ページ本文 →
==*==

2019-02-04 04:07:04 | 本/文学
月と雷
著者:角田光代 (かくたみつよ)
発行所:中央公論新社
中公文庫
2015年5月25日 初版発行

以下、ネタバレ有り。


世間的な普通。
結婚して子供を作り家庭を守っていく、というような生活が普通だとする。

普通でありたいのであれば、それ相応の犠牲を払わなければならない。
普通でありたくないのであれば、やはりこちらも、それ相応の犠牲を払わなければならない。

ちょっと言い換えると、例えば、結婚して家庭を持ちたいし、配偶者以外との性的な関係も維持したいし、経済的な責任も家事も配偶者に負ってもらいたいと、それは許されないという事だ。

==*==

提供資料 →
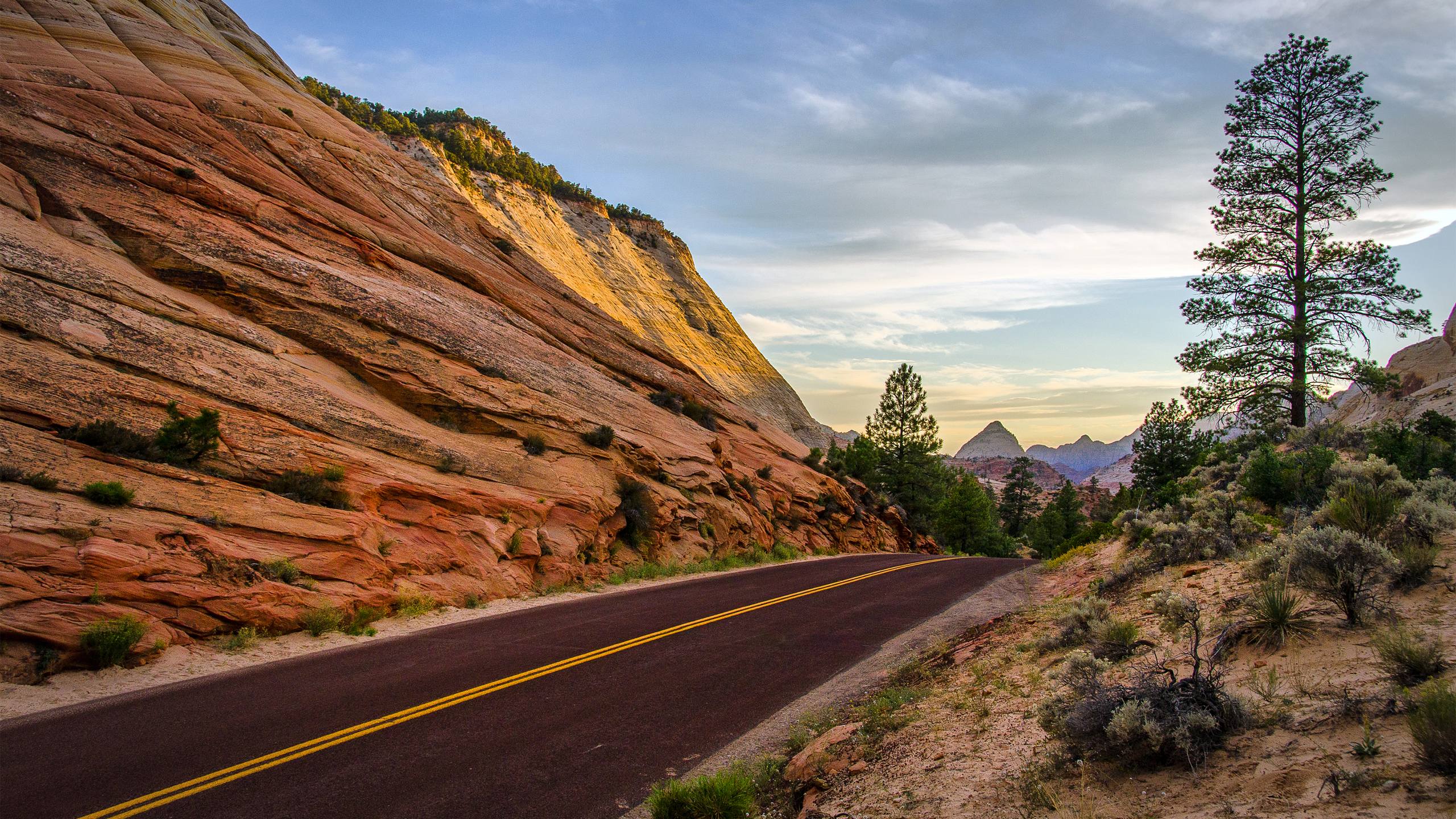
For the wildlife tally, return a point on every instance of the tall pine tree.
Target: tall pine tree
(1288, 299)
(908, 437)
(1020, 498)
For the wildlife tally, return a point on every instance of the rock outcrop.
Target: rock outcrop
(992, 442)
(181, 221)
(1428, 372)
(643, 276)
(995, 470)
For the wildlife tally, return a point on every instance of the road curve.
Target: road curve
(621, 690)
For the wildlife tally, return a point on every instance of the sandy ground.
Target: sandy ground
(200, 659)
(974, 741)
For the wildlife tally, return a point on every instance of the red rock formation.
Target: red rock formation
(181, 222)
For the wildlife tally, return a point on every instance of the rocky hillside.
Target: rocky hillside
(1428, 372)
(638, 273)
(183, 222)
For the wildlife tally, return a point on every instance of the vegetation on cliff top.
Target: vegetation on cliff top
(469, 142)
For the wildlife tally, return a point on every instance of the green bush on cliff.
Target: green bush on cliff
(184, 437)
(638, 511)
(316, 489)
(108, 493)
(108, 642)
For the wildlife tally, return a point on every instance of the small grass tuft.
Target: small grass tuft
(726, 795)
(108, 642)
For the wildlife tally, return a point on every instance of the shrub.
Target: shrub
(1439, 490)
(1075, 626)
(601, 437)
(1288, 478)
(1277, 615)
(1413, 564)
(724, 795)
(1113, 639)
(108, 493)
(316, 489)
(1420, 521)
(184, 439)
(667, 400)
(1408, 657)
(1338, 568)
(280, 569)
(241, 640)
(363, 621)
(1161, 716)
(108, 642)
(110, 436)
(700, 413)
(1433, 726)
(414, 604)
(1365, 496)
(638, 512)
(321, 620)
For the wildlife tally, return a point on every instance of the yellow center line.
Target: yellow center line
(183, 791)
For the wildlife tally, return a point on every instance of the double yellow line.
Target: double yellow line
(258, 764)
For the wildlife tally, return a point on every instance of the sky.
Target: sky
(1007, 196)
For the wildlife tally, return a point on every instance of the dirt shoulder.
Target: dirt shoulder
(973, 745)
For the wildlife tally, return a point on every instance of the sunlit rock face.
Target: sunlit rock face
(643, 276)
(180, 221)
(1428, 372)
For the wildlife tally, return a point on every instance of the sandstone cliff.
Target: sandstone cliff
(181, 221)
(1428, 372)
(637, 271)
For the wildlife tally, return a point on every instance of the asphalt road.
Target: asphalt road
(583, 739)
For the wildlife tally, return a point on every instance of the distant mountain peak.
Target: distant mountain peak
(992, 442)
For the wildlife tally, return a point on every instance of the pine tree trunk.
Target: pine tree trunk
(1299, 336)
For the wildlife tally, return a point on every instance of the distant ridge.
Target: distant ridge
(992, 442)
(1077, 460)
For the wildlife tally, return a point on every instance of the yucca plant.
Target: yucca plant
(1277, 614)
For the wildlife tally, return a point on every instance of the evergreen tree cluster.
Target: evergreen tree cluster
(469, 142)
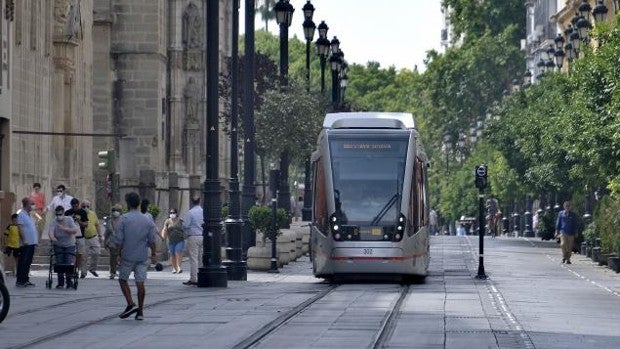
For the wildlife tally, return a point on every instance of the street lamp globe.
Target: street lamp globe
(284, 12)
(335, 45)
(309, 28)
(599, 12)
(323, 28)
(584, 9)
(527, 78)
(582, 27)
(559, 41)
(322, 46)
(308, 10)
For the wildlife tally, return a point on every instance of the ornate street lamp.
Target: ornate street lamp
(335, 62)
(249, 163)
(284, 15)
(309, 28)
(527, 78)
(599, 12)
(236, 267)
(322, 46)
(212, 273)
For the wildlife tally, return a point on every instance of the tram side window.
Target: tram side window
(421, 189)
(320, 197)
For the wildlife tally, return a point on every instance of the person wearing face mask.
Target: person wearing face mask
(62, 231)
(93, 236)
(29, 240)
(60, 199)
(108, 236)
(173, 230)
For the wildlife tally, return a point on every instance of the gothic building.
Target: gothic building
(83, 76)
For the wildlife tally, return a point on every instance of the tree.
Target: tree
(289, 120)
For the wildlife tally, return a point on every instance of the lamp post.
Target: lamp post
(236, 267)
(334, 61)
(599, 12)
(309, 28)
(284, 16)
(212, 273)
(249, 163)
(322, 45)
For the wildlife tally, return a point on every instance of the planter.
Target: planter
(614, 263)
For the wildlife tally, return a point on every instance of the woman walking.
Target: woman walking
(173, 230)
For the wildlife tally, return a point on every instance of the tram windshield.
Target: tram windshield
(368, 173)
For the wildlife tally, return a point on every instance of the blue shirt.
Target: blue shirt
(30, 236)
(193, 221)
(134, 234)
(567, 222)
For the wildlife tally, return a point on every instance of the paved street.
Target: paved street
(530, 300)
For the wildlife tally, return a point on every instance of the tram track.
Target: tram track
(272, 326)
(388, 325)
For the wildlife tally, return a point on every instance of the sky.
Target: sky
(391, 32)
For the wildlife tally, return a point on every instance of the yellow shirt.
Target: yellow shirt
(91, 228)
(12, 236)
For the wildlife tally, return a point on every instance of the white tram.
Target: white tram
(370, 197)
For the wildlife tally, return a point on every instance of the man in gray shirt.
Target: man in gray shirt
(62, 231)
(134, 236)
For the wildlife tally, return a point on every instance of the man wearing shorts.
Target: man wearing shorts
(135, 234)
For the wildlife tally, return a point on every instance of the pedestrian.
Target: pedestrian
(109, 236)
(62, 231)
(192, 224)
(565, 228)
(173, 231)
(144, 208)
(81, 219)
(61, 198)
(38, 197)
(93, 236)
(11, 243)
(29, 240)
(432, 221)
(298, 207)
(135, 234)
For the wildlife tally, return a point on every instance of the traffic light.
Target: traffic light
(481, 177)
(106, 160)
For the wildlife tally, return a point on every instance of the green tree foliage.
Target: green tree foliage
(471, 19)
(289, 120)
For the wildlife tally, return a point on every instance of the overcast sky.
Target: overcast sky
(391, 32)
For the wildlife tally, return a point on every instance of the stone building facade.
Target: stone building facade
(82, 76)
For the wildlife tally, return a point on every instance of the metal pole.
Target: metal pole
(273, 265)
(249, 162)
(212, 273)
(481, 274)
(284, 194)
(236, 267)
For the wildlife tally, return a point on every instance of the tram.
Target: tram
(370, 199)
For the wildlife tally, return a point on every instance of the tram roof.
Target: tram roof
(369, 120)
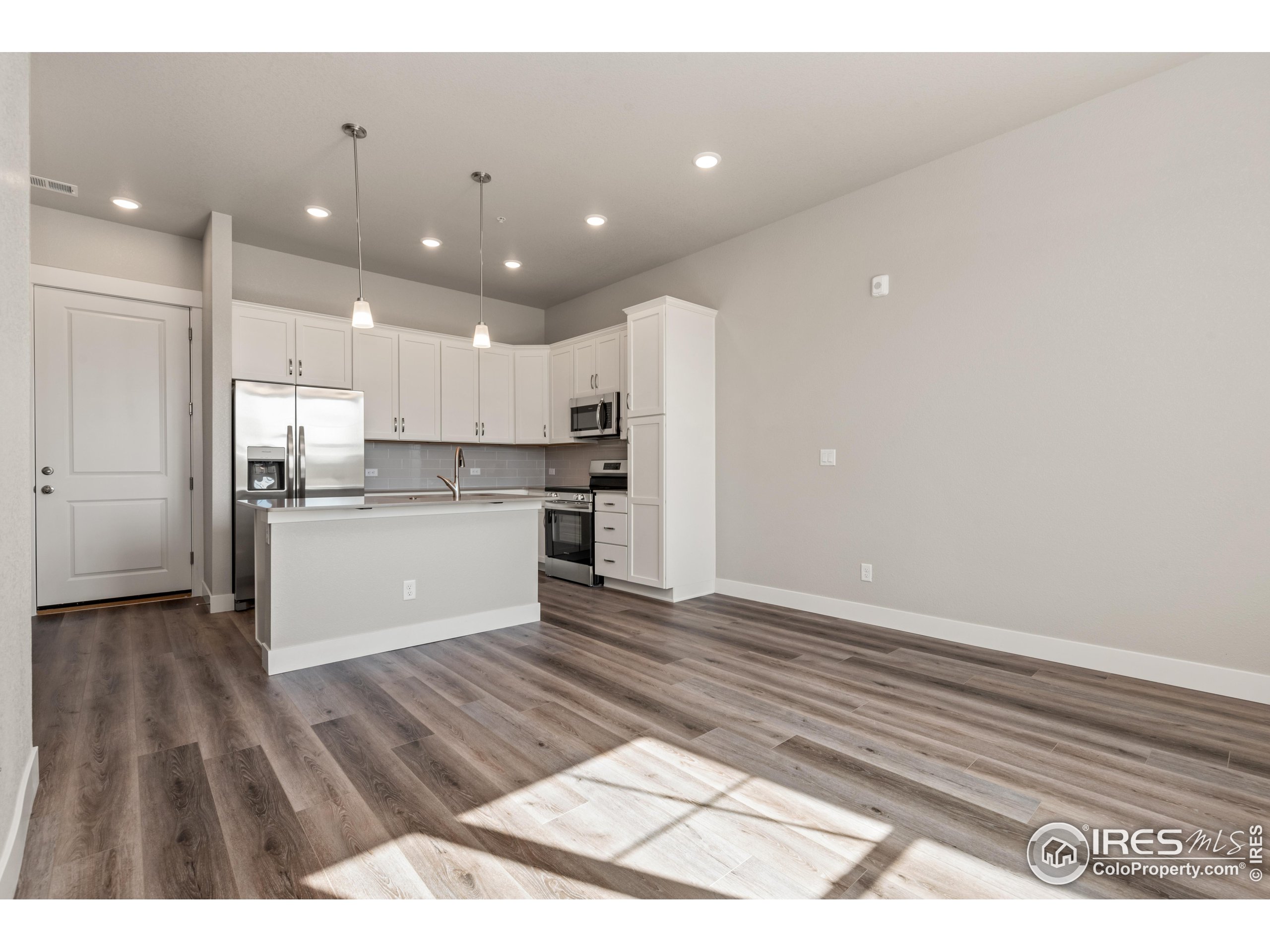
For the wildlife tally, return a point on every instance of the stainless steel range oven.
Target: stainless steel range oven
(570, 520)
(595, 416)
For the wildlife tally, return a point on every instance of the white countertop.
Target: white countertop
(393, 504)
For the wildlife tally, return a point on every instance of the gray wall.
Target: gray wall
(97, 246)
(1058, 420)
(289, 281)
(16, 506)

==*==

依頼内容 →
1) 上記のデータ行のうち、「steel range oven.」を含む行から始め、データの最後の行までを、列名「テキスト」「値」の2列CSVに整形してください。「For the wildlife tally」で始まる文ごとに1行とし、その文と続く「Target:」の行を「テキスト」に、座標を「値」にまとめ、各フィールドを二重引用符で囲み、改行は空白に置き換えてください。
2) 上記の『月と雷』の書評を、最後の文の後から書き継いでください。

出力結果 →
1)
テキスト,値
"For the wildlife tally, return a point on every instance of the stainless steel range oven. Target: stainless steel range oven","(570, 520) (595, 416)"
"For the wildlife tally, return a point on every instance of the white countertop. Target: white countertop","(393, 504)"
"For the wildlife tally, return a point on every instance of the gray wall. Target: gray wall","(97, 246) (1058, 420) (289, 281) (16, 506)"

2)
いや、そんな事よりも、そもそも現実には「結婚」できる相手がいないし、付き合える相手自体がいないし、家事やお金を負担してくれる何者もいないという人生もある。
そう考えると、女に不自由しない東原智、都合よく男が拾ってくれる直子、結婚を考えている相手がいるのに簡単に智とセックスしてしまう辻井泰子の三人が織りなす物語は性的ブルジョアジー小説とも言える。

いやいや、何書いてるんだろう?
自分でも何が言いたいのかわからない。
もっと率直な感想を書いた方がいいかも知れないな。

愛がないの。
この話、愛が無いんだ。
愛ではない、他の何かへの熱い情熱も無い。
主要人物の三人、東原智、辻井泰子、直子には愛も情熱も無い。

だから、退屈というか、この三人がどうなろうとあまり興味がわかないというか、何だろう?
行き詰ってどうしようもなくなるまで、好きに生きて行けばいいんじゃないかと。
と言いつつ、冷ややかな感情がわいてくるわけではなく、まぁ、そういう生き方も悪くないかもね。
楽、ではない事もあるだろうな。
と、そんな感想。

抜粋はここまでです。